▶ OBJECTIVE
Copy out the records word for word, beginning with the line containing "Point out the person seated" and ending with the line containing "[0,0,750,611]", both lines included.

(Source records)

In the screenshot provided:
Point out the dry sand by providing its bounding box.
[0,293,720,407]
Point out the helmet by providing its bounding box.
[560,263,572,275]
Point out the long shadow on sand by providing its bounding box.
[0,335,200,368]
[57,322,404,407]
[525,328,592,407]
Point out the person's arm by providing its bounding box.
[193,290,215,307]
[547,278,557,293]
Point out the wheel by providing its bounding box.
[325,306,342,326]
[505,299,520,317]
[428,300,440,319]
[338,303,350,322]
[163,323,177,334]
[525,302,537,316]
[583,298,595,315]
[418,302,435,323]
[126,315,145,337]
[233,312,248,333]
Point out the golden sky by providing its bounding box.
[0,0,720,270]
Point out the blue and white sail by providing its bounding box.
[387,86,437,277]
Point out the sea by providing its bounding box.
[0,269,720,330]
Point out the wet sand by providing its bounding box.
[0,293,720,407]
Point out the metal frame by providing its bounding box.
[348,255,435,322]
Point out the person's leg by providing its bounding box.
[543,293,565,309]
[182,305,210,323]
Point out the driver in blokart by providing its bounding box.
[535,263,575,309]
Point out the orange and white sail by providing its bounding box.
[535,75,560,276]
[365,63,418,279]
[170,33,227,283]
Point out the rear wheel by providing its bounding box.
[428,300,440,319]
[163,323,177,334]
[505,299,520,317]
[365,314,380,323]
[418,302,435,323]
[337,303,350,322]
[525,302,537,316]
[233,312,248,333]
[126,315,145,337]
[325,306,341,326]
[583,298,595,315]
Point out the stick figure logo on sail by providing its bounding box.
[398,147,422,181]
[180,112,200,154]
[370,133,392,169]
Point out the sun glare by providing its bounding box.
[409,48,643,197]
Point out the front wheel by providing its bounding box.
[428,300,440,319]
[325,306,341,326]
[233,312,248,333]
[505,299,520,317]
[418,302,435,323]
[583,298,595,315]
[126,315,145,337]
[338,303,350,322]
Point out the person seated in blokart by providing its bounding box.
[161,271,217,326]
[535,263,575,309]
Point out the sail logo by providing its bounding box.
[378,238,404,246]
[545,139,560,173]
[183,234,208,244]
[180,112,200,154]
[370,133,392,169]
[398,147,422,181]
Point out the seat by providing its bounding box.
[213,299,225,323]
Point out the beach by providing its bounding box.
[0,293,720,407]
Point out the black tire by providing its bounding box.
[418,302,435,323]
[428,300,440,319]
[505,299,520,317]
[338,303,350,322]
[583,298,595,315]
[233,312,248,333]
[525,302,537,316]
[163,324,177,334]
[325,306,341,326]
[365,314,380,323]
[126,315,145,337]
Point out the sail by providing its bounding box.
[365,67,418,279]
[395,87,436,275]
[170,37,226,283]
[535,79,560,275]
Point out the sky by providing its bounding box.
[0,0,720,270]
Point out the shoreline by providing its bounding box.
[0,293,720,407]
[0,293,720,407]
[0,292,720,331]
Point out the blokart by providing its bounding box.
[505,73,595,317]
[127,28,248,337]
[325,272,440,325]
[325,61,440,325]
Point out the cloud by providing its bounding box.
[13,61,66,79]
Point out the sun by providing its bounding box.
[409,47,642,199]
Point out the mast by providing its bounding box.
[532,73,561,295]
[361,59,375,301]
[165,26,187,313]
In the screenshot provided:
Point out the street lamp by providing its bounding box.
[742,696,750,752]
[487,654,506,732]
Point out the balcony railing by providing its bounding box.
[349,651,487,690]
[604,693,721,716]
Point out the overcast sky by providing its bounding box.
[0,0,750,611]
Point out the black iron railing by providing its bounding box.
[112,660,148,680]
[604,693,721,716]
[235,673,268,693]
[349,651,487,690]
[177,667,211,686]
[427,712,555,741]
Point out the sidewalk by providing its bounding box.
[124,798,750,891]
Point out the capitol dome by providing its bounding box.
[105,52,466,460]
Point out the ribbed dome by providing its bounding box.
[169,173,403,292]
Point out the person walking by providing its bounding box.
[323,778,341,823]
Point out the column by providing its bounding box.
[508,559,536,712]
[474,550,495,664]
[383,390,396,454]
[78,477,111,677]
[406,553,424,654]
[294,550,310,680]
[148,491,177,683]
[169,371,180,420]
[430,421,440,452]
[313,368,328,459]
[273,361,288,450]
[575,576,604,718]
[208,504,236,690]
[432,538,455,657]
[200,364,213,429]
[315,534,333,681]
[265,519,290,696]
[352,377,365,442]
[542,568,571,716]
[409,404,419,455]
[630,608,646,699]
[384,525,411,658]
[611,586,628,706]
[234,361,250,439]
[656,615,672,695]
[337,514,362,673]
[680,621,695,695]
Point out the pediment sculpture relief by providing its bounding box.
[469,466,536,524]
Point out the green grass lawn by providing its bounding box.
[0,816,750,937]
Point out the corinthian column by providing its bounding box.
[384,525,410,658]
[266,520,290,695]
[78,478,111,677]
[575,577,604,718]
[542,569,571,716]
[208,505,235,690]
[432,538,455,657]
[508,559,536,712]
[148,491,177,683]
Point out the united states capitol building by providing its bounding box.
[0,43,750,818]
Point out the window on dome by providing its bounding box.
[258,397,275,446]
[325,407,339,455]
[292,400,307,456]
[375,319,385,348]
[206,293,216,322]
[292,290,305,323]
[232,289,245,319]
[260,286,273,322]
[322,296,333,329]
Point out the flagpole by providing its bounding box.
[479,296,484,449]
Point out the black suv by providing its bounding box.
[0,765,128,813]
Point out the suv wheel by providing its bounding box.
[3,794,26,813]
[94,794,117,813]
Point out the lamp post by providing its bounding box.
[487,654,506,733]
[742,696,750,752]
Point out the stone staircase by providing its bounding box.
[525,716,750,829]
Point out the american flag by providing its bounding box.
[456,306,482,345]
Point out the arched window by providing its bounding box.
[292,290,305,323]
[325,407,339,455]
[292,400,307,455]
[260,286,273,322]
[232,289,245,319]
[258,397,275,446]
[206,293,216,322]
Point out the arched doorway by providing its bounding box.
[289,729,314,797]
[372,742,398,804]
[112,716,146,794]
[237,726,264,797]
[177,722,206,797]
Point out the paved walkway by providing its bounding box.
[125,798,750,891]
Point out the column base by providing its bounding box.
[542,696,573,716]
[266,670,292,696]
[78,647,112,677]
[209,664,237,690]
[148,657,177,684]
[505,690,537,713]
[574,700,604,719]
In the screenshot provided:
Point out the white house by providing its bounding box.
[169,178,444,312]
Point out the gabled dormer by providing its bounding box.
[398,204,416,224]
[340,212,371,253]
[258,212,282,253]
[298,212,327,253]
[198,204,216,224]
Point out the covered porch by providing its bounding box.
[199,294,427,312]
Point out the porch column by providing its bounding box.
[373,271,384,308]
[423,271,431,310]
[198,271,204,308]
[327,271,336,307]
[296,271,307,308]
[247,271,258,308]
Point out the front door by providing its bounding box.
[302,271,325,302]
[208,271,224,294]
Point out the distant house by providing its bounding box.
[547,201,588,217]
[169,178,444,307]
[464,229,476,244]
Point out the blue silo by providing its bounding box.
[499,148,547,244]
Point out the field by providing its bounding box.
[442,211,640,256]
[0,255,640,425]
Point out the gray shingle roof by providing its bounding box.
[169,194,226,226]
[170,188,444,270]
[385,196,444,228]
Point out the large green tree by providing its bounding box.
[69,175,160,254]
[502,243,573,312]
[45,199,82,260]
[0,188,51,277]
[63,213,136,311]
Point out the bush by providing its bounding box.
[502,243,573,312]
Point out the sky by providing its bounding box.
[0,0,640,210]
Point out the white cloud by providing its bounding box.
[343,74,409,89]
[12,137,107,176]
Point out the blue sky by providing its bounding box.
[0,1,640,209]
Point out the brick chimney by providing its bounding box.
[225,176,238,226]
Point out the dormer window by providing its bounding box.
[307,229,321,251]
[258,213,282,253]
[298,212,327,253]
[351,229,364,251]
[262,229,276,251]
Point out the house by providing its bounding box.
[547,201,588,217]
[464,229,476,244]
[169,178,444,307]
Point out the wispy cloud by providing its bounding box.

▶ IN RESPONSE
Point out the person seated in blokart by providing its bounding box.
[161,271,217,326]
[535,263,575,309]
Point out the sail logo by providing its bounding box.
[378,238,404,246]
[545,139,560,173]
[183,234,208,244]
[180,112,200,154]
[370,133,392,169]
[398,147,422,181]
Point out the seat by providing its bounding box.
[213,299,225,323]
Point out the beach by providing its bounding box.
[0,293,720,407]
Point out the black tire by providing its bounding box.
[418,302,435,323]
[428,300,440,319]
[505,299,520,317]
[338,303,350,322]
[583,298,595,315]
[233,312,248,333]
[525,302,537,316]
[163,324,177,334]
[325,306,341,326]
[365,314,380,323]
[126,315,145,337]
Point out the sail by providing its bounding box.
[365,67,418,279]
[395,87,436,275]
[170,37,226,283]
[535,79,560,275]
Point out the sky by providing its bounding box.
[0,0,720,270]
Point out the shoreline by providing its bounding box.
[0,293,720,407]
[0,293,720,407]
[0,292,720,331]
Point out the blokart by providing its bounding box.
[505,73,595,317]
[127,28,248,337]
[325,272,440,325]
[325,61,440,325]
Point out the cloud by providing its bounding box.
[13,61,66,79]
Point out the sun by providing its bounding box.
[409,47,642,199]
Point out the mast by providing its bounding box.
[532,73,561,295]
[361,59,375,301]
[165,26,187,313]
In the screenshot provided:
Point out the street lamp by providing its bounding box.
[742,696,750,752]
[487,654,506,732]
Point out the balcony railing by providing its bounding box.
[349,651,487,690]
[604,693,721,716]
Point out the overcast sky by providing its bounding box.
[0,0,750,611]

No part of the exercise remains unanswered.